Aufgabe 1 =
Fasse den Bericht über Frank Singers Gewichtsabnahme in zwei Sätzen zusammen.
Aufgabe 2 =
Entscheide für jede Aussage, ob sie zum Bericht über Frank Singers Gewichtsabnahme passt, und antworte mit Ja oder Nein samt den entscheidenden Worten aus dem Bericht: (a) Singer wog früher 140 Kilogramm. (b) Die ersten vier Tage fielen Singer leicht. (c) Singers Schulfreund arbeitet heute als Ernährungsberater.
Aufgabe 3 =
Setze den Bericht über Frank Singers Gewichtsabnahme nach seinem letzten Satz fort.

Übungstext =
+===+

Abnehm-Erfolg: Der Konditormeister Frank Singer und seine Veränderung in 16 Wochen
Von Cornelia Spitz
Es war ein Tag wie jeder andere vor etwa einem Jahr. Der Schwenninger Konditormeister saß am Kachelofen und wollte sich die Schuhe binden. "Aber ich kam nicht gescheit’ hin, da waren einfach ein paar Kilo im Weg." Was tun? "Entweder nur noch Schuhe mit Klettverschluss kaufen oder drastisch etwas ändern."
VS-Schwenningen. Frank Singer entschied sich für Letzteres. Er speckte ab.
Einst wog er 140 Kilogramm, jetzt sind noch 85 davon übrig. Dabei war der Konditormeister gar nicht seit jeher die Willenskraft in Person. "Ich weiß gar nicht, wieviele Diäten es schon waren", sicher "Unzählige", die er in der Vergangenheit schon hinter sich gebracht hatte. Der Erfolg war höchstens von kurzer Dauer. Ein alter Freund aus seinem Abiturjahrgang, heute Ernährungsberater, hatte ihm seit Jahren in den Ohren gelegen und wollte ihn zum Abnehmen über ein entsprechendes Programm bewegen. "Aber ich habe immer gesagt, in meinem Beruf geht das nicht." Als Konditormeister ist er von früh bis spät von der Sünde umgeben.
Dass Singers Schulkamerad just am Tag des frustrierenden Erlebnisses am Kachelofen in sein Salinencafé spazierte, war fast schon Schicksal. Diesmal gab es keine Ausflüchte: "Ich fahre jetzt ein paar Tage nach Berlin, bis ich wieder komme, hast Du mir alles hingerichtet und ich fange an." Gesagt, getan.
Was folgte, waren 16 Wochen, die nach purer Entbehrung klingen: maximal 500 Kalorien täglich, keinerlei Kohlenhydrate – der Hunger sei dank einiger Vitalstoffe in Pulverform trotzdem gar nicht schlimm gewesen und die Gefahr einer Mangelernährung habe er so auch gebannt. "Nur die ersten vier Tage waren streng", erinnert sich Singer. Zucker, Cola und die heiß geliebte Pasta – "ich habe das alles plötzlich auf Null runtergefahren". Doch es lohnte sich: Kilo um Kilo purzelte. Der Zeiger auf der Waage sank. Doch etwas steigerte sich: Singers Lebenslust. "Ich merke einfach, wie mein Körper auf einem guten Niveau ist", sagt er heute.

+===+

Bereitgestellte Daten =
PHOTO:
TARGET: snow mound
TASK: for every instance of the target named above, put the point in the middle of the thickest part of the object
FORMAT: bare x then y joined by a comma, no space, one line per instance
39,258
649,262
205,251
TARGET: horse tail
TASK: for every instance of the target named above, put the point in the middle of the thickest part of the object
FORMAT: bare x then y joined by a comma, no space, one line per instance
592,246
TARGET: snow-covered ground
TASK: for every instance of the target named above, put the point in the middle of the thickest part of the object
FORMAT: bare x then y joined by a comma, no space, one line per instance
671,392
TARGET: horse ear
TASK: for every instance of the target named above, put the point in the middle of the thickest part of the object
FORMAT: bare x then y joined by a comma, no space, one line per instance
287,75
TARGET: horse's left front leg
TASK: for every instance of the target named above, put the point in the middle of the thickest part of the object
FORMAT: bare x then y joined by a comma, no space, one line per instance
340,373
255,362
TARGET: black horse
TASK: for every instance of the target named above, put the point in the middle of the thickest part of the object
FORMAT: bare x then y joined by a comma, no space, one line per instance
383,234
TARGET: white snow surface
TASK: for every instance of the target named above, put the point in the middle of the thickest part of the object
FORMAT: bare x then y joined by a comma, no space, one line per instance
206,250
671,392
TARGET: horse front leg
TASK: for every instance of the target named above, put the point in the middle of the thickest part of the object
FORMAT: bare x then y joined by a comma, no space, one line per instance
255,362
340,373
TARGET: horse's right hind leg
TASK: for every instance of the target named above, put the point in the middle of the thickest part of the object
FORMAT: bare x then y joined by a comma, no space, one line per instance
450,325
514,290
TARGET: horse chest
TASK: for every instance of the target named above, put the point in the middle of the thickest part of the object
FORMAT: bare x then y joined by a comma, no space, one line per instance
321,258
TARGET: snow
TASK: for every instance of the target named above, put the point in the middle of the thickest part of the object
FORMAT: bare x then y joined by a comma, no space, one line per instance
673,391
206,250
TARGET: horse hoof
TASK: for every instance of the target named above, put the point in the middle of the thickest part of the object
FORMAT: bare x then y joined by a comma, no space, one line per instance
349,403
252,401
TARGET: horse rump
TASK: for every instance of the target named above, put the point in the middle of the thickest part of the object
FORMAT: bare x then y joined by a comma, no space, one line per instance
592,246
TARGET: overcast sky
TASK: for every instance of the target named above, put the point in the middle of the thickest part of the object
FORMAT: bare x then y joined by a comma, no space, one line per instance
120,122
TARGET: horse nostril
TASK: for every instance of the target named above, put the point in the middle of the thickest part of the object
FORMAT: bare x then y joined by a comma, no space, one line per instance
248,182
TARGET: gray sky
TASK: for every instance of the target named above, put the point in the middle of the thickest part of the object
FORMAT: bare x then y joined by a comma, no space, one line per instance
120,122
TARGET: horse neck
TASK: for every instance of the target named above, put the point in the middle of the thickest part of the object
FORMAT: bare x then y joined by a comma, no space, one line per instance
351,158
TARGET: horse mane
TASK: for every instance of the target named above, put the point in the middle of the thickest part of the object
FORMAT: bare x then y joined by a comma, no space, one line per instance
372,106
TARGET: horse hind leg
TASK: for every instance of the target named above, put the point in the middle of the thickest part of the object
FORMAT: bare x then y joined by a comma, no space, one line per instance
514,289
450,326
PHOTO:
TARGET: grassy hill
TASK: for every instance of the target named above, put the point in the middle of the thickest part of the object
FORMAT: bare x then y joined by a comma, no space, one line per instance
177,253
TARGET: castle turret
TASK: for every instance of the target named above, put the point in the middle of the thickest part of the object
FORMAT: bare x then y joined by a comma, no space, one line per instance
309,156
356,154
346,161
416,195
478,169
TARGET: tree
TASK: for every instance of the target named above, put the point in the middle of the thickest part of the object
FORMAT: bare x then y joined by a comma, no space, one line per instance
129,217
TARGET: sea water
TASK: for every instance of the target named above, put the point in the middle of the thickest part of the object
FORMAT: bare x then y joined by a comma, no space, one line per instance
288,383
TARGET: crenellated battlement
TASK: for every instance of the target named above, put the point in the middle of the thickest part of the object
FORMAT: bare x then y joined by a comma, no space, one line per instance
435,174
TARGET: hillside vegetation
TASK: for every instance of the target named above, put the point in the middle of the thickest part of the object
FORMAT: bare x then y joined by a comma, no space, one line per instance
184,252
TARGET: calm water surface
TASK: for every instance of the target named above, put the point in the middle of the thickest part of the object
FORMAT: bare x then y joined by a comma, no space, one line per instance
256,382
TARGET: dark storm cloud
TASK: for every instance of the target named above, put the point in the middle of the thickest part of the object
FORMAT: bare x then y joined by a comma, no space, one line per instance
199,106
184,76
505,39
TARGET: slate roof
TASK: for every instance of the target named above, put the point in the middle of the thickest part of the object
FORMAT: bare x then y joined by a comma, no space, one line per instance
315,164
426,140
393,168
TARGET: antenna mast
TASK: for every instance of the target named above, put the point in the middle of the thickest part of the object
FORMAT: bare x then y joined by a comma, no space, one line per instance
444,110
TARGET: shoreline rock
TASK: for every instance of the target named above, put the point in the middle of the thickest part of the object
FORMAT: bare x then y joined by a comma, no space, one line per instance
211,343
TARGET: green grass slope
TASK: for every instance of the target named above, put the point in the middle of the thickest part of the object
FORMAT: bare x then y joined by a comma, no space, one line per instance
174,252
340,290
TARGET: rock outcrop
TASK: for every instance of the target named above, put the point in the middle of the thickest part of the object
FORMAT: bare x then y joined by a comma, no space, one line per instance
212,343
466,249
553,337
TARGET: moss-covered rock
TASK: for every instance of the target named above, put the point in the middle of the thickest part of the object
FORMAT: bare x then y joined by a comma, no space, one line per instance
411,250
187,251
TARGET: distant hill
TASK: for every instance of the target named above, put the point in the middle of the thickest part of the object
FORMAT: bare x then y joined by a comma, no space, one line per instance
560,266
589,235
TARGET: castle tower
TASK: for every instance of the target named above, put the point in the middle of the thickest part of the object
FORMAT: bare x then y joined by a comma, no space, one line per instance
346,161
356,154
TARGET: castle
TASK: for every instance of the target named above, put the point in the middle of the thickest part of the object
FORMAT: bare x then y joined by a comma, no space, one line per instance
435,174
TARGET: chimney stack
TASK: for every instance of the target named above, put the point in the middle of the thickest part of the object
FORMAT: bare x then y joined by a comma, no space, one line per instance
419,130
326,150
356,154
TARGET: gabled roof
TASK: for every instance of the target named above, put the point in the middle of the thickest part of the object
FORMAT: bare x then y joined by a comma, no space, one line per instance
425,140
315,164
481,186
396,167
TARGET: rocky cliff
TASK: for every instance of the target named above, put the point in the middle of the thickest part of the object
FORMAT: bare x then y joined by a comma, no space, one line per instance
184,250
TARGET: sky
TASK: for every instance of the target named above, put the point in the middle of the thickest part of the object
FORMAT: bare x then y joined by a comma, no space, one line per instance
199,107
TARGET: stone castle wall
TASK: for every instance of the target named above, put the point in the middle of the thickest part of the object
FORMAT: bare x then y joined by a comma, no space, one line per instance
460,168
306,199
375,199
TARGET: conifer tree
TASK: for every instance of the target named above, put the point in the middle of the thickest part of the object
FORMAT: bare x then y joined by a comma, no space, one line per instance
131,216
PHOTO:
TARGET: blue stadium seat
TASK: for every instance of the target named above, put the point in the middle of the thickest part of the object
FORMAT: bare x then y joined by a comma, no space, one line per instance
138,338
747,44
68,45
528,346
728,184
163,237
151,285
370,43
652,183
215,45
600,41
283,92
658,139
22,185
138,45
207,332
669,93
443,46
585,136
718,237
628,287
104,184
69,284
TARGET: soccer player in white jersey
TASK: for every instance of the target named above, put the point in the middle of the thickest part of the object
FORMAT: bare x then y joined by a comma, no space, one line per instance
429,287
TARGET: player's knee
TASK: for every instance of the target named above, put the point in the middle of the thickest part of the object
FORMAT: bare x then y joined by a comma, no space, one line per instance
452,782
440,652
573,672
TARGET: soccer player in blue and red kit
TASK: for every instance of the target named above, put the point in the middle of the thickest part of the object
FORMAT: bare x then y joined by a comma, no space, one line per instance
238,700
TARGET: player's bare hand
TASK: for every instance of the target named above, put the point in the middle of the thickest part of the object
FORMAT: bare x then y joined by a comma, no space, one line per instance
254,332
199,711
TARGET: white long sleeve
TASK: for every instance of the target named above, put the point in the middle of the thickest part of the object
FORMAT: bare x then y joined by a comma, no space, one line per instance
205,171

+===+

Ergebnis 1 =
Der Schwenninger Konditormeister Frank Singer, der schon unzählige Diäten hinter sich hatte, begann ein Abnehmprogramm, nachdem er sich am Kachelofen kaum noch die Schuhe binden konnte und am selben Tag ein alter Schulfreund, heute Ernährungsberater, in sein Salinencafé kam. Es folgten 16 Wochen mit höchstens 500 Kalorien täglich und ohne Kohlenhydrate; einst wog er 140 Kilogramm, jetzt sind es noch 85, und seine Lebenslust ist gestiegen.

Ergebnis 2 =
(a) Ja: "Einst wog er 140 Kilogramm"
(b) Nein: "Nur die ersten vier Tage waren streng"
(c) Ja: "heute Ernährungsberater"

Ergebnis 3 =
Als er die erste Zielmarke von 110 Kilogramm erreicht hatte, machte er weiter. Der Abnehm-Erfolg hatte ihm Flügel verliehen – nicht mehr die Energydrinks, die er früher so gerne konsumiert hatte. Es gab Meilensteine, die "Uhu"-Party bei unter hundert Kilo beispielsweise, oder der Arztbesuch mit 95 Kilogramm, als Singer seine Diät beenden wollte. Doch sein Hausarzt motivierte ihn, weiterzumachen: "Er fragte mich: ›Warum, machst Du nicht weiter, bis Du Dein Idealgewicht von 85 Kilo erreicht hast?‹" Singer überlegte und machte tatsächlich weiter. Erst als er nach nur 16 Wochen und 55 verlorenen Kilos sein Idealgewicht von 85 Kilogramm erreicht hatte, baute er langsam wieder eine normale Ernährung auf. "Heute esse ich eigentlich wieder alles", aber: "mit Genuss". Und mit Bedacht, denn ein Manko, ist ihm seither bewusst: "Man konsumiert oft ohne darüber nachzudenken." Mehr denn je habe er sich mit der Ernährung beschäftigt, die versteckten Fette und Zucker ausgemacht und mit Erschrecken festgestellt, wieviel Zucker nicht nur in Süßem, sondern selbst in scharfem Senf oder Chilipaste stecke. "Zucker ist halt ein billiger Geschmacksträger – und süchtig-machend", weiß der 51-Jährige heute.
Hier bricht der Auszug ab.